WORK TASK
In the article on Queensland's protest restrictions, copy the passage between "The Queensland state" and "a main street.", inclusive, and rename "protestors" to "demonstrators" throughout.

EXTRACT
_ _ _ _ _ _ _
The Queensland state government orchestrated last weekend’s attack on the protest. The previous week, the police successfully applied to Brisbane Magistrates Court to have the gatherings limited to two hours on two side streets, effectively forcing protestors away from the front of the hotel on a main street.
Police claimed to be concerned about disruptions to traffic and how people would adhere to COVID-19 health restrictions that restricted gatherings to a maximum of 20 people.
The police application invoked one of the many state and federal laws that can be exploited to shut down or severely limit political protests. It was made under section 12 of the Queensland Peaceful Assembly Act, on the anti-democratic grounds that to allow the closure of the main street would be “unreasonable and unnecessary” and “cause undue hardship and inconvenience” to local residents, businesses and traffic.
Around Australia, governments continue to condemn protests and invoke the COVID-19 pandemic in an effort to silence dissent despite racing recklessly at breakneck speed to lift all restrictions in order to reopen businesses and restore profit-making.
All the federal, state and territory governments, Labor and Liberal-National alike, have adopted far-reaching state powers to enforce COVID-19 measures imposed by a bipartisan “national cabinet.”
While such measures have become necessary because of the global pandemic, these powers are being utilised to silence discontent and will be used more broadly against the working class as the pandemic crisis worsens, producing mass unemployment and impoverishment.
Such attacks on the right to protest are not new. They have been mounting in recent years, partly in response to climate change demonstrations and street marches, which have been joined by tens of thousands of young people in Australia and internationally.
Last year, the Queensland Labor government introduced laws that imposed harsh fines and prison terms for people using locking devices in protests, falsely accusing environmental demonstrators of using deadly booby traps. At the same time, Australian Labor Party leaders immediately backed Liberal-National Prime Minister Scott Morrison when he denounced political protests and boycotts and vowed that his government would draft new laws to ban them.
All these policies are a reflection of the efforts by Australian governments to stifle the opposition among young people and throughout the working class. The protests against police violence, which occurred in cities and towns all over the country, despite government bans and threats, showed the social unrest building up because of widening social inequality.
Hostility to the brutal treatment of asylum seekers by Australian governments is part of this disaffection. For decades, successive governments, both Labor and Liberal-National, have militarily turned back or indefinitely detained refugees, setting terrible global precedents.
_ _ _ _ _ _ _
EXCERPTED DATA
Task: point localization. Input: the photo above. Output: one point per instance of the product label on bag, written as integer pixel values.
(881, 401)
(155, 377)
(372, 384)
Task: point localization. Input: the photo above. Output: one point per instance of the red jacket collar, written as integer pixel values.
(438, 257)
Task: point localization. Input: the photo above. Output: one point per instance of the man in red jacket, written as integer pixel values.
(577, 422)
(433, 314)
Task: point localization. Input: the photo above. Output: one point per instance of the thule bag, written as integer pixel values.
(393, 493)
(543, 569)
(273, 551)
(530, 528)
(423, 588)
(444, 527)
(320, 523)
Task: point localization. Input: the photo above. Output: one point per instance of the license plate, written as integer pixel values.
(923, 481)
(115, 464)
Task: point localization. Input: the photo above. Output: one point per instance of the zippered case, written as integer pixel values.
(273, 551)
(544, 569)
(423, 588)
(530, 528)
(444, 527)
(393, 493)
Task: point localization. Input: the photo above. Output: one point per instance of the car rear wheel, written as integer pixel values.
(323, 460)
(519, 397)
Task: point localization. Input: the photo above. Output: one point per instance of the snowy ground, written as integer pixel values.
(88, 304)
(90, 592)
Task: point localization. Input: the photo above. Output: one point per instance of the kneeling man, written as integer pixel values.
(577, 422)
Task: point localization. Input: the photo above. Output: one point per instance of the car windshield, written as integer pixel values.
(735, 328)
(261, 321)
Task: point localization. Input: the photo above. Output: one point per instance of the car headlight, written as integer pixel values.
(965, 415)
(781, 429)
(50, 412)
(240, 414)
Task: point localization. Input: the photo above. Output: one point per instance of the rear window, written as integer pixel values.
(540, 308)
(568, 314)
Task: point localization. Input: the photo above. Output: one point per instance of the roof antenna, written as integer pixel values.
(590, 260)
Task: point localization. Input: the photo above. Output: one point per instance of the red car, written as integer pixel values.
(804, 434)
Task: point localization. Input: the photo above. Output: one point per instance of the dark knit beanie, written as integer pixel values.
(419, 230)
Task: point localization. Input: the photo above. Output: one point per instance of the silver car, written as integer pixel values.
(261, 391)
_ _ _ _ _ _ _
FINAL ANSWER
The Queensland state government orchestrated last weekend’s attack on the protest. The previous week, the police successfully applied to Brisbane Magistrates Court to have the gatherings limited to two hours on two side streets, effectively forcing demonstrators away from the front of the hotel on a main street.